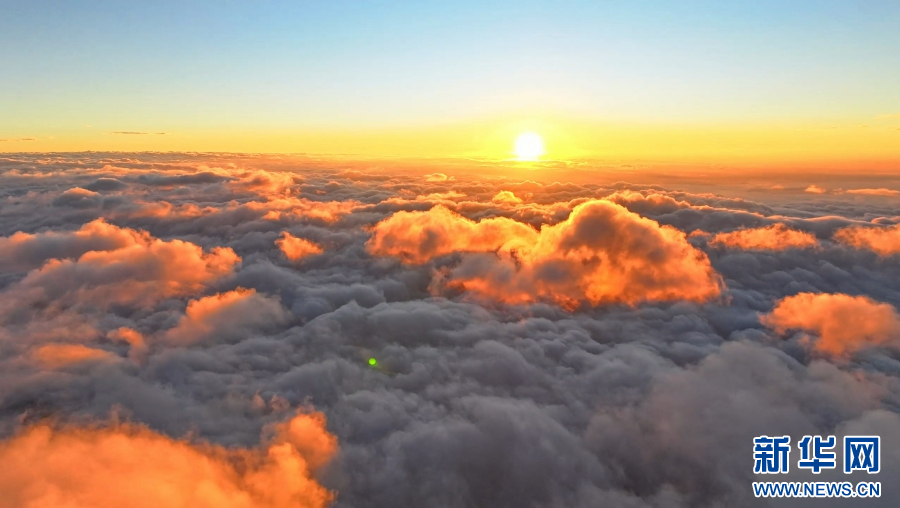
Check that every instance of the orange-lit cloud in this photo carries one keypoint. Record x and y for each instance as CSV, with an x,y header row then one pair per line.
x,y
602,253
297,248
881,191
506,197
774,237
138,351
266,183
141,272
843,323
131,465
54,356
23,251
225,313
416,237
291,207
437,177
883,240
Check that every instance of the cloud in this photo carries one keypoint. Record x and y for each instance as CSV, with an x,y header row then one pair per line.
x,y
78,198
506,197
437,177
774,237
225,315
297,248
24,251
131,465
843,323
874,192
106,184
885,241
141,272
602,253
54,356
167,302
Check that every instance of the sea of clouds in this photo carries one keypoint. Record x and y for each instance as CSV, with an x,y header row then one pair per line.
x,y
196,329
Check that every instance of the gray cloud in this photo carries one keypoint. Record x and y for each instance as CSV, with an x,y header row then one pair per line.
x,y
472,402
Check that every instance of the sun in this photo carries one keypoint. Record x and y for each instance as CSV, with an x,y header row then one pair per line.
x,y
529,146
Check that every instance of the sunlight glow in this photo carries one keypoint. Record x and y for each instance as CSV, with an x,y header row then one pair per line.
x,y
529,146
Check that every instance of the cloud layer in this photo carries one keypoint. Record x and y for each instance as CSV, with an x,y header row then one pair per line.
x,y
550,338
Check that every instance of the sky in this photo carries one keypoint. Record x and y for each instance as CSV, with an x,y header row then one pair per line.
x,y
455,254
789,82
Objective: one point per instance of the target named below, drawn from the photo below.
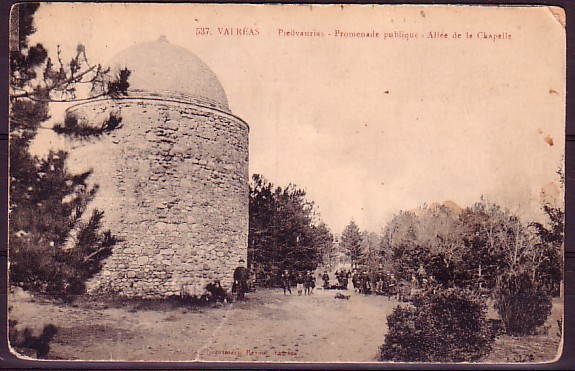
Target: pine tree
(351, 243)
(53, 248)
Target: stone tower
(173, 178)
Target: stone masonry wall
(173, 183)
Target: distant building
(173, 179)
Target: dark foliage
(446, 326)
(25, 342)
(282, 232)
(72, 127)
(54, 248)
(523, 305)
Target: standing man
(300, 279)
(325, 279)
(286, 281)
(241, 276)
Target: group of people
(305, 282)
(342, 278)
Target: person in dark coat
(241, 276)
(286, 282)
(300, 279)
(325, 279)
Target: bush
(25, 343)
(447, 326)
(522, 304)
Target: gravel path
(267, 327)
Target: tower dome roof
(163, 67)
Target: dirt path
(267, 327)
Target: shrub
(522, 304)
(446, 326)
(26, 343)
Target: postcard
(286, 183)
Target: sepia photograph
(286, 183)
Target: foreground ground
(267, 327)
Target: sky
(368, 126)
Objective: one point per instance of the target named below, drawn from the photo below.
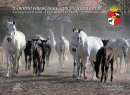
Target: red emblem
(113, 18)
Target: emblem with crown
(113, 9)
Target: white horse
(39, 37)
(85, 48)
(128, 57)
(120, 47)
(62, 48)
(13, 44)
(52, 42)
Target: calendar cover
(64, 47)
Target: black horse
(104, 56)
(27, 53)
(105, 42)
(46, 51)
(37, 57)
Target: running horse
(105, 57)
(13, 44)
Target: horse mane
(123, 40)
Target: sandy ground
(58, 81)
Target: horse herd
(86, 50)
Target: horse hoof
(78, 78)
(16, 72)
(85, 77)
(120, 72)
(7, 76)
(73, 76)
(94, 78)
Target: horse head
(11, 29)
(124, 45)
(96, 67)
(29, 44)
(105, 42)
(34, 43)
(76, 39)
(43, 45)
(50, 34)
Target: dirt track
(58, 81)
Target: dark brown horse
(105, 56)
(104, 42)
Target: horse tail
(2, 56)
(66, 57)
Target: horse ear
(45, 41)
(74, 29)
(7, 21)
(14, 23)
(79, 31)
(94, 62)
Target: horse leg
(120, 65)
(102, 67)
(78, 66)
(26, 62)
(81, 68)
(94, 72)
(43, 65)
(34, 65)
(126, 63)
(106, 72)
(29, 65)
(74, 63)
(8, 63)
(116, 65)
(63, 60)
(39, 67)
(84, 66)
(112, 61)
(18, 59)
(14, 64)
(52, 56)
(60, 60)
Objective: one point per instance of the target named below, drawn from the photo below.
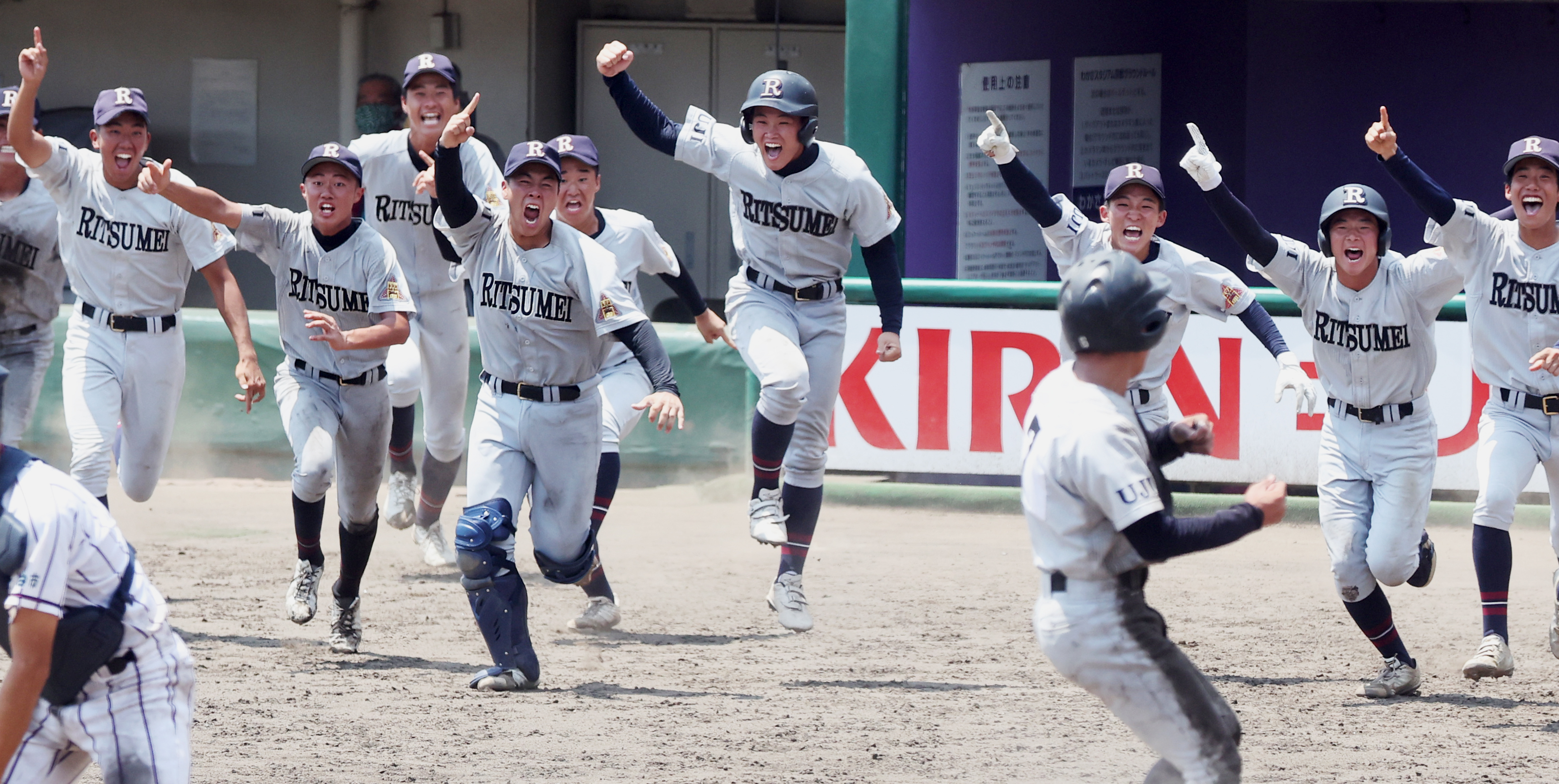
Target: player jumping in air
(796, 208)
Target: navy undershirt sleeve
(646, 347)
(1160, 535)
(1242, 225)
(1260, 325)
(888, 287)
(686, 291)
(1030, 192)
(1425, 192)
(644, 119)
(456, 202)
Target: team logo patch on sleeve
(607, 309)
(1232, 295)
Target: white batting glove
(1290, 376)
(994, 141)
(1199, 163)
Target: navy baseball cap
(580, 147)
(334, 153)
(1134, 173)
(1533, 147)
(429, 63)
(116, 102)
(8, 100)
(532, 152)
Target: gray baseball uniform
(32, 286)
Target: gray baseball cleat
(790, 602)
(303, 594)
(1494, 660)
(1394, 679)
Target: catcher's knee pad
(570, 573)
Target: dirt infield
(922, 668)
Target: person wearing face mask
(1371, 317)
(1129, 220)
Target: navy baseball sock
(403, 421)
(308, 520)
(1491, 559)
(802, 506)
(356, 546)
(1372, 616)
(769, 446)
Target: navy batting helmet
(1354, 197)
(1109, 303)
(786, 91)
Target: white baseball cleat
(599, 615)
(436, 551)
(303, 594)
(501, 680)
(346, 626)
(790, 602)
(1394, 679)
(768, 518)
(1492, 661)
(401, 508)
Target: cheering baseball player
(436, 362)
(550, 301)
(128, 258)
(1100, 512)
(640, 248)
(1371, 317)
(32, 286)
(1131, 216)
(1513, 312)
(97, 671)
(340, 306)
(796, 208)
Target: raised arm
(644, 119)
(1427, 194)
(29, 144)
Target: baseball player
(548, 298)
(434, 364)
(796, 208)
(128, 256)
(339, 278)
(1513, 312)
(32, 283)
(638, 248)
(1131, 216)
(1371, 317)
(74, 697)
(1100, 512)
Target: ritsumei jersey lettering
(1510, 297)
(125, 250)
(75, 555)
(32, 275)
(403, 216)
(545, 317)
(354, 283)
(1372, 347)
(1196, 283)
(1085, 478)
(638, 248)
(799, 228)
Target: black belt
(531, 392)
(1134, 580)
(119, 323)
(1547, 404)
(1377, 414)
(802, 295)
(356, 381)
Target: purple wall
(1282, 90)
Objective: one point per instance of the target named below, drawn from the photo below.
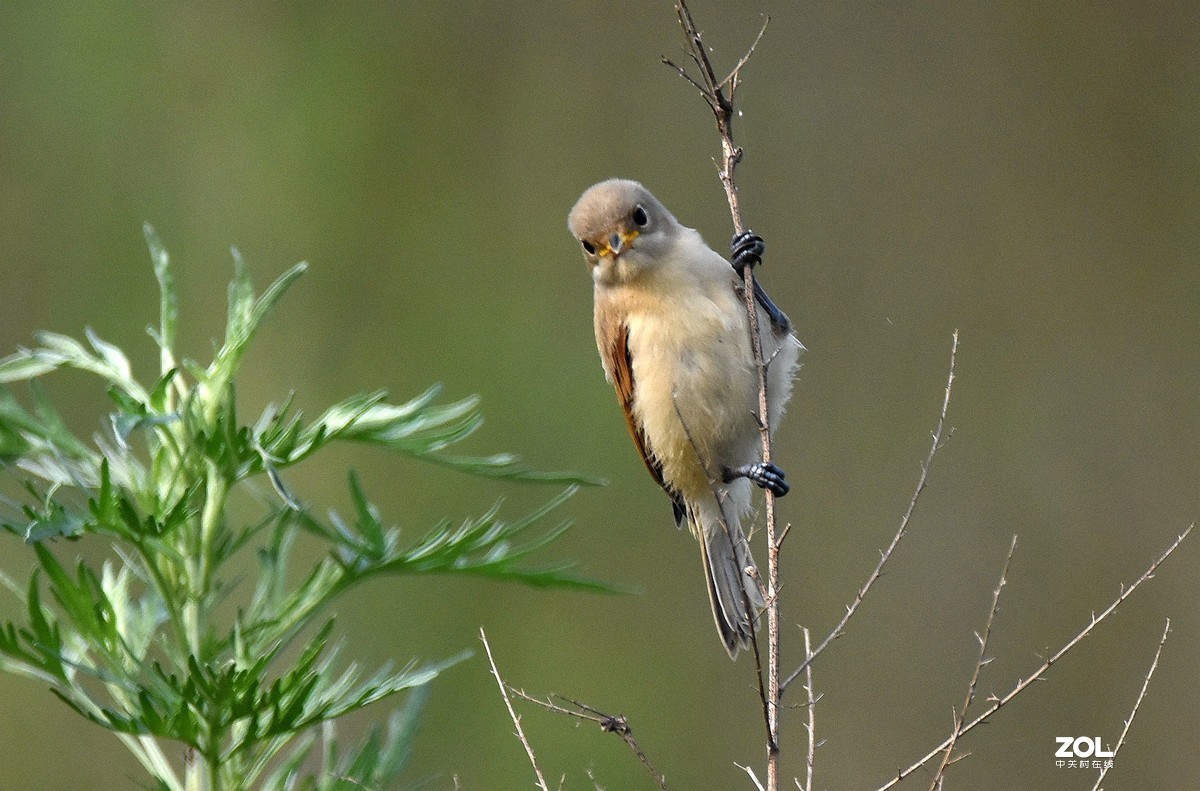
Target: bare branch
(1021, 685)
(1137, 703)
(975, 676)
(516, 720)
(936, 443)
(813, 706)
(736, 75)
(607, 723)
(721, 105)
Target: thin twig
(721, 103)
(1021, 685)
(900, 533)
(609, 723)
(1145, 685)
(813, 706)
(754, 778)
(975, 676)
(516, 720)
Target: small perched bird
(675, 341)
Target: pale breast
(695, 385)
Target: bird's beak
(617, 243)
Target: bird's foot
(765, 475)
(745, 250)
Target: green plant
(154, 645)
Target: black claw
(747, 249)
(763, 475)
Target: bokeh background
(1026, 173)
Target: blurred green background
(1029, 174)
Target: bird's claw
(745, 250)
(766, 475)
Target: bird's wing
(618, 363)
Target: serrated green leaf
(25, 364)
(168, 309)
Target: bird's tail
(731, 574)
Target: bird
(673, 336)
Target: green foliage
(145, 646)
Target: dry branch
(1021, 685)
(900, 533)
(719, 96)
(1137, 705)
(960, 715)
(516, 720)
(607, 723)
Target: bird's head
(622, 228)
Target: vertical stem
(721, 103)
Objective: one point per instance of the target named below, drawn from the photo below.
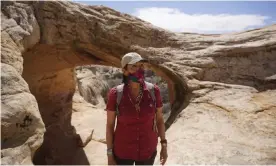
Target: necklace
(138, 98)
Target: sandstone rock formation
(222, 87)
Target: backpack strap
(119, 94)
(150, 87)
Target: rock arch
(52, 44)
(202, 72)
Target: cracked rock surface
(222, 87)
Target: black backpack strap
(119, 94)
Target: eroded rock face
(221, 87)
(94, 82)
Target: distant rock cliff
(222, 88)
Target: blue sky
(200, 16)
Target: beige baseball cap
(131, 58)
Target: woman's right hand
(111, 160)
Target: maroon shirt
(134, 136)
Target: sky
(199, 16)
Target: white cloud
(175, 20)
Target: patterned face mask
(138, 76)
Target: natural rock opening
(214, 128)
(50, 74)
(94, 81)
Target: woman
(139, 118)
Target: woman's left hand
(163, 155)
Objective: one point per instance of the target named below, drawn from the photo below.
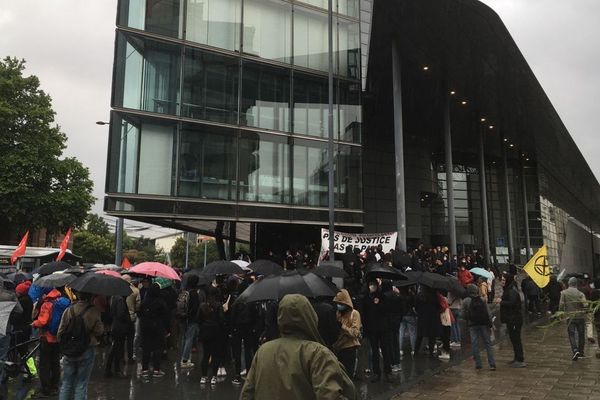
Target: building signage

·····

EXERCISE DESCRIPTION: Repeat word for word, leaving out the pictures, each line of the records from the line that holds "Target: cracked rock surface" through the final one.

SOLUTION BELOW:
Target: cracked rock surface
(222, 87)
Target: black backpack strap
(119, 94)
Target: eroded rock face
(221, 87)
(94, 82)
Target: distant rock cliff
(222, 88)
Target: blue sky
(200, 16)
Target: beige baseball cap
(131, 58)
Target: woman's right hand
(111, 160)
Target: maroon shirt
(134, 136)
Target: sky
(199, 16)
Target: white cloud
(175, 20)
Target: patterned face mask
(138, 76)
Target: natural rock opening
(214, 128)
(50, 74)
(94, 81)
Target: woman
(139, 118)
Target: woman's left hand
(163, 155)
Objective: one point per instance of the target named below, drawn from the photo below.
Target: building signage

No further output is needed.